*DOCUMENT SECTION*:
____

CONFIGURING TESSERACT

Top Previous Next

If your installation uses the Image Manager, you might wish to install Tesseract, an open source OCR engine. If configured, and UnForm receives images or PDF files without a text layer, it will process those images through Tesseract to build a text layer. Note that if your implementation relies heavily on OCR processing, better results are typically achieved with a commercial OCR tool that is able to produce PDF files with a text layer that UnForm can read.

Windows

There are several sources for tesseract on Windows. One such source for Windows, recommended by the Tesseract project, is:

https://github.com/UB-Mannheim/tesseract/wiki

Linux

Tesseract can be installed on Linux using standard package management tools. Use the following commands:

•Redhat/Fedora/CentOS: yum install tesseract

•Ubuntu/Debian: apt-get install tesseract-ocr

•SUSE Linux: visit https://software.opensuse.org to locate rpm install packages for your version.

Redhat Enterprise users may need to first install EPEL repository extensions (Fedora installs should already have these available). The following web page provides copy/paste command lines and information:

https://fedoraproject.org/wiki/EPEL

As of this writing, there are relevant command lines:

•CentOS 6: yum install https://dl.fedoraproject.org/pub/epel/epel-release-latest-6.noarch.rpm

•CentOS 7: yum install https://dl.fedoraproject.org/pub/epel/epel-release-latest-7.noarch.rpm

•RedHat: subscription-manager repos --enable "rhel-*-optional-rpms" --enable "rhel-*-extras-rpms"

Alternate Repository

Alternatively, if your package manager installs an older version and you wish to have a more recent version, you can find instructions on installing or updating from a custom repository here:

https://github.com/tesseract-ocr/tesseract/wiki

Note that Tesseract 4 and higher has proven to produce generally better results than version 3.

____

*INFORMATION SHOWN*:

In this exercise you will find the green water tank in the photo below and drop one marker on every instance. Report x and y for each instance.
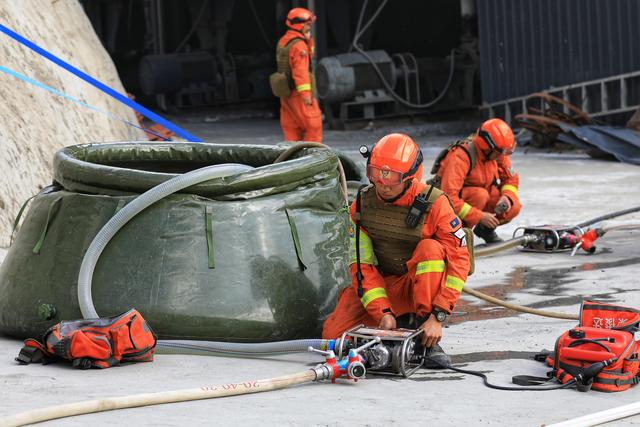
(256, 256)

____

*TASKS*:
a. Print, word for word, the passage of the Tesseract configuration page that opens with the words containing "https://github.com/UB-Mannheim/tesseract/wiki" and closes with "for your version.".
b. List every web address that appears in the Tesseract configuration page, in the order they occur.

*ANSWERS IN ORDER*:
a.
https://github.com/UB-Mannheim/tesseract/wiki

Linux

Tesseract can be installed on Linux using standard package management tools. Use the following commands:

•Redhat/Fedora/CentOS: yum install tesseract

•Ubuntu/Debian: apt-get install tesseract-ocr

•SUSE Linux: visit https://software.opensuse.org to locate rpm install packages for your version.

b.
https://github.com/UB-Mannheim/tesseract/wiki
https://software.opensuse.org
https://fedoraproject.org/wiki/EPEL
https://dl.fedoraproject.org/pub/epel/epel-release-latest-6.noarch.rpm
https://dl.fedoraproject.org/pub/epel/epel-release-latest-7.noarch.rpm
https://github.com/tesseract-ocr/tesseract/wiki